Your goal:
Please rewrite all the entries, substituting "Mark one point on every instance of" for every "Identify one point on each instance of" and leaving everything else unchanged. Omit the pictures from your answer.

Saved data entries

____________

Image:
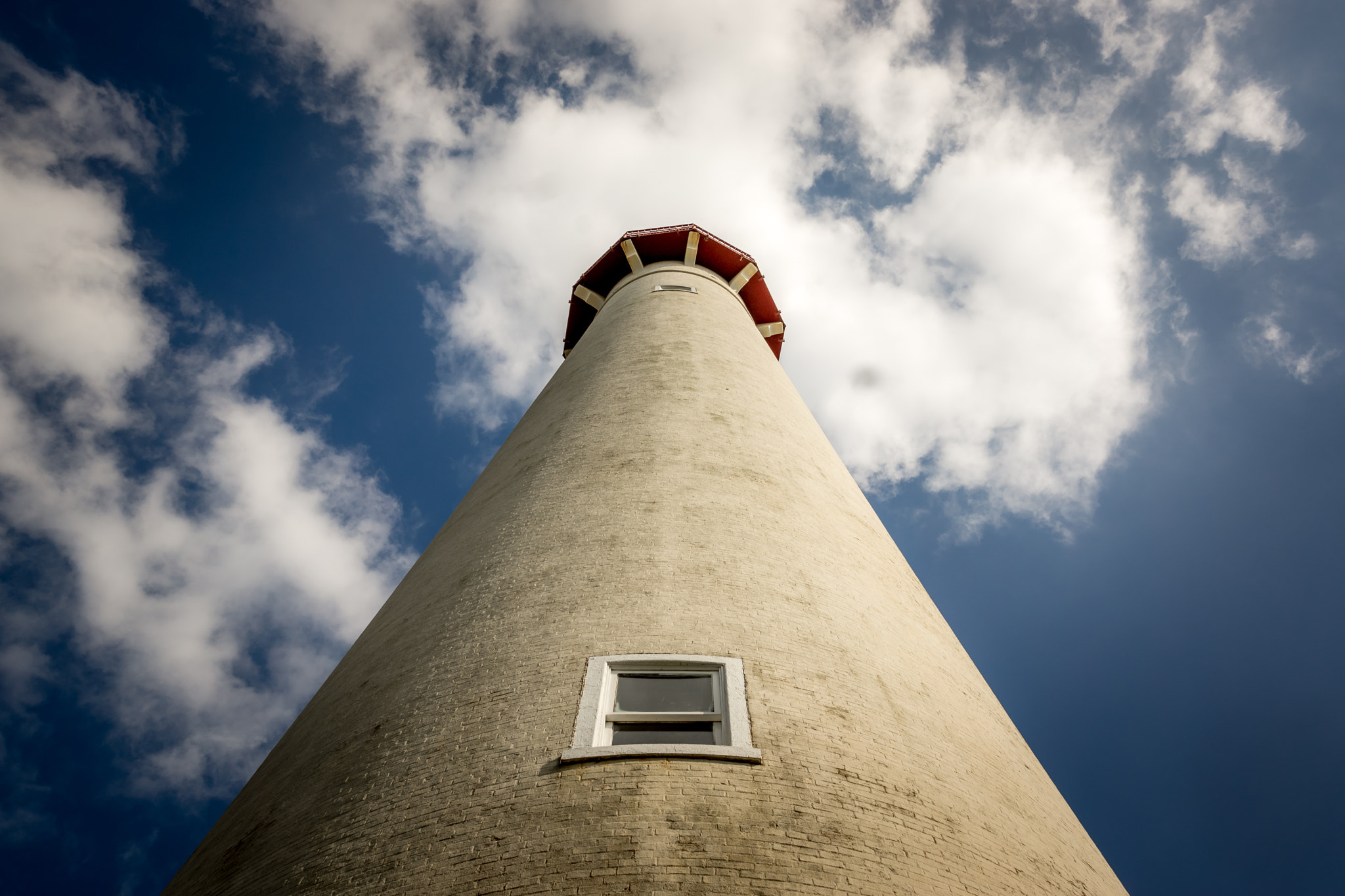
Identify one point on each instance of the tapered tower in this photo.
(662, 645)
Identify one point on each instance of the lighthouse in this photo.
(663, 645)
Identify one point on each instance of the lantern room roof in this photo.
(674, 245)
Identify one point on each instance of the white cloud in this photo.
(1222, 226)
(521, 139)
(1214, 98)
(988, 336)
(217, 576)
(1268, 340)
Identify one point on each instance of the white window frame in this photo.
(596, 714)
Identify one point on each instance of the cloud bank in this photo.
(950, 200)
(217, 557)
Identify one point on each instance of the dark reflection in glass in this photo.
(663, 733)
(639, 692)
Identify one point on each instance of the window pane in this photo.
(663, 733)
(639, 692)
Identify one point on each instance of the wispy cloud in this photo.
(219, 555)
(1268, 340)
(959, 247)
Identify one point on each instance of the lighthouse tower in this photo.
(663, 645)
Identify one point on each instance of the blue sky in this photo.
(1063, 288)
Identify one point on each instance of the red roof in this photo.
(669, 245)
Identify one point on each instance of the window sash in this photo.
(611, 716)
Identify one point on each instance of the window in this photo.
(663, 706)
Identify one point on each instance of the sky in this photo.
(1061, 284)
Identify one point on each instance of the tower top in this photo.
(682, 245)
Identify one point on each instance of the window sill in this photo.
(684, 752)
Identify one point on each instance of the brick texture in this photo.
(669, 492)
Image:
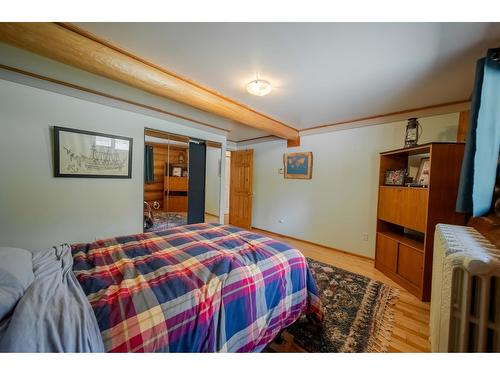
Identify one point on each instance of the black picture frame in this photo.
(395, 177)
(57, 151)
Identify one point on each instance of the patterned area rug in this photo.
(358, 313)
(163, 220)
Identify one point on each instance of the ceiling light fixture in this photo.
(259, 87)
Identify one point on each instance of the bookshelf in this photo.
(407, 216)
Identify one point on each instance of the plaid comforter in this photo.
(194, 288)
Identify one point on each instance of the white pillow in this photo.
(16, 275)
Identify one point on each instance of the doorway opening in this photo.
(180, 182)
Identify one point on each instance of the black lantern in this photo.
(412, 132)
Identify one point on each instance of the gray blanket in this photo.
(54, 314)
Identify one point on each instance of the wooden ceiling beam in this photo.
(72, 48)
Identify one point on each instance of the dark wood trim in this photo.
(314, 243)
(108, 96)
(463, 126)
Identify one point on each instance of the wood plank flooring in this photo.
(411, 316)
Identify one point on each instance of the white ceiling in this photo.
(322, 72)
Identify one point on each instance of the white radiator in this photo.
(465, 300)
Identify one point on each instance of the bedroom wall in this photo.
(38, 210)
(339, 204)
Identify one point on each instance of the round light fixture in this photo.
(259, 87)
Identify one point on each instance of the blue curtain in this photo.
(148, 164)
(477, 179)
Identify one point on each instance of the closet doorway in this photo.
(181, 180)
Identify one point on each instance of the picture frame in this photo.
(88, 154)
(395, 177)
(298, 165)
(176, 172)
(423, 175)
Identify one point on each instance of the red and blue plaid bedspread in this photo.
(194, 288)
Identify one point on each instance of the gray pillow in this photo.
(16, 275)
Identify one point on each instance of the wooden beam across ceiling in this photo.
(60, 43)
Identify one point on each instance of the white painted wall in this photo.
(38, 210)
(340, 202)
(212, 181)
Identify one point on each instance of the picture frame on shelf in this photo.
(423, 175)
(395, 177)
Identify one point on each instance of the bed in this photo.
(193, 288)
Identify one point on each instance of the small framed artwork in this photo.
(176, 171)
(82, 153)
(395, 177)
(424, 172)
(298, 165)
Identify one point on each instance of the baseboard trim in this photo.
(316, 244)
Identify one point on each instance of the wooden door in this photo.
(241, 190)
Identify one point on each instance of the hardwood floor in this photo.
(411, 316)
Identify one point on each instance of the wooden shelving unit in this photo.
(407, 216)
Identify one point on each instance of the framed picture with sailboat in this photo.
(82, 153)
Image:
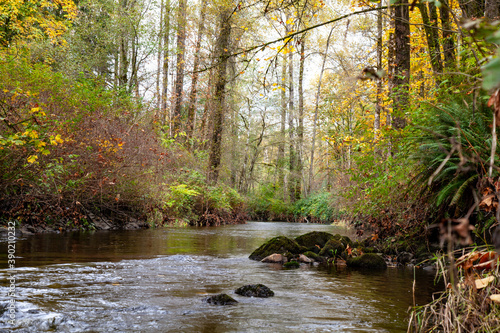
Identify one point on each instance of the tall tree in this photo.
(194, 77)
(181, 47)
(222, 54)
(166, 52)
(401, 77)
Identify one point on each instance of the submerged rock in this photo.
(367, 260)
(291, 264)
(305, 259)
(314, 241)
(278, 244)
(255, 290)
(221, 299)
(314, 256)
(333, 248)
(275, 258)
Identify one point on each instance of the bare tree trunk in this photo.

____________

Solution to the exercise:
Image:
Mark one point on every instance of the tapered tower in this photo.
(662, 645)
Mark one point on every instance of the lighthouse in this photo.
(663, 645)
Mark one point on every instance of the lantern room roof in this photo.
(674, 245)
Mark one point on every instance of the white cloud in this photo.
(1222, 226)
(521, 139)
(1214, 98)
(988, 336)
(217, 576)
(1268, 340)
Mark one point on every instance of the white window frame in this photo.
(596, 714)
Mark one point on every instance of the cloud bank in this photo.
(950, 200)
(217, 557)
Mark one point on every instance of the dark reflection in glass in this photo.
(663, 733)
(639, 692)
Mark one point on every instance of the window pane in this photo.
(663, 733)
(639, 692)
Mark one point on every instance of the wispy cloud in this photo.
(219, 555)
(1268, 340)
(959, 247)
Mark one point on every instance of the lighthouse tower in this photo.
(663, 645)
Mark one point on every instance of the blue sky in this photo.
(1063, 288)
Mark one point on every instance of the red roof in this photo.
(669, 245)
Mark one point on every instance of the window sash in this photo.
(611, 716)
Mark one point on every instance of the window in this photo.
(663, 706)
Mark one point on every instance of the sky in this photo.
(1061, 284)
Mark one point on every instance of the tower top in this photo.
(682, 245)
Mark one point on every instance of the window sill in this photo.
(684, 752)
Mark one point on every instance of the brick texture in this photo.
(669, 492)
Image:
Mark one point on every instance of the black picture frame in this photo.
(395, 177)
(57, 151)
Mark one point on every instance of the patterned area rug in this photo.
(358, 313)
(163, 220)
Mark one point on every instance of the ceiling light fixture in this photo.
(259, 87)
Mark one point on every instance of the bookshelf in this photo.
(407, 216)
Mark one point on every instance of the plaid comforter in this photo.
(194, 288)
Mark one point on every instance of the white pillow in this photo.
(16, 275)
Mark one point on every instance of the doorway opening in this photo.
(180, 182)
Mark one point on every instance of the black lantern in this photo.
(412, 132)
Mark one point on every instance of the gray blanket in this photo.
(54, 314)
Mark one point on every instance of the wooden ceiling beam in this photo.
(72, 48)
Mark one point on every instance of the dark wood trim in this photo.
(314, 243)
(108, 96)
(463, 126)
Mark one point on every instance of the wood plank flooring in this photo.
(411, 316)
Mark one point on every instance of the white ceiling in this photo.
(322, 72)
Mark one point on every instance of the white radiator in this photo.
(465, 300)
Mark one point on every instance of the bedroom wall in this photo.
(38, 210)
(339, 204)
Mark one point on every instance of the round light fixture in this photo.
(259, 87)
Mark one point on every instance of the blue curtain in this photo.
(148, 164)
(477, 179)
Mark one point on every instance of the closet doorway in this photo.
(181, 180)
Mark one point on every instance of the picture frame in this photo.
(88, 154)
(395, 177)
(298, 165)
(176, 172)
(423, 175)
Mark one point on every instance of the red and blue plaid bedspread in this photo.
(194, 288)
Mark one point on every instance of the gray pillow in this photo.
(16, 275)
Mark one point on every instance of the wooden beam across ceiling in this photo.
(60, 43)
Mark one point on every instance of the white painted wall in this photo.
(38, 210)
(340, 202)
(212, 181)
Mark one point on every instance of the picture frame on shelf in this photo.
(423, 175)
(395, 177)
Mark one point on every instance of the bed in this photo.
(193, 288)
Mark one point on every instance of the small framed artwork in this photo.
(176, 171)
(82, 153)
(395, 177)
(424, 172)
(298, 165)
Mark one point on every instance of the baseboard trim in this photo.
(316, 244)
Mark one point on every instance of the wooden door in this photo.
(241, 190)
Mark one point on every instance of the hardwood floor in this photo.
(411, 316)
Mark one point on every instance of the wooden shelving unit in this photo.
(407, 216)
Mark one point on every instance of the framed picture with sailboat in this photo.
(82, 153)
Image:
Mark one point on every instance of the tall tree in this photo.
(194, 77)
(181, 47)
(222, 54)
(166, 52)
(401, 77)
Mark one point on every instance of the submerged rock in this photo.
(367, 260)
(291, 264)
(305, 259)
(314, 241)
(278, 244)
(255, 290)
(221, 299)
(314, 256)
(333, 248)
(275, 258)
Mark one point on every instance of the bare tree trunk in this photo.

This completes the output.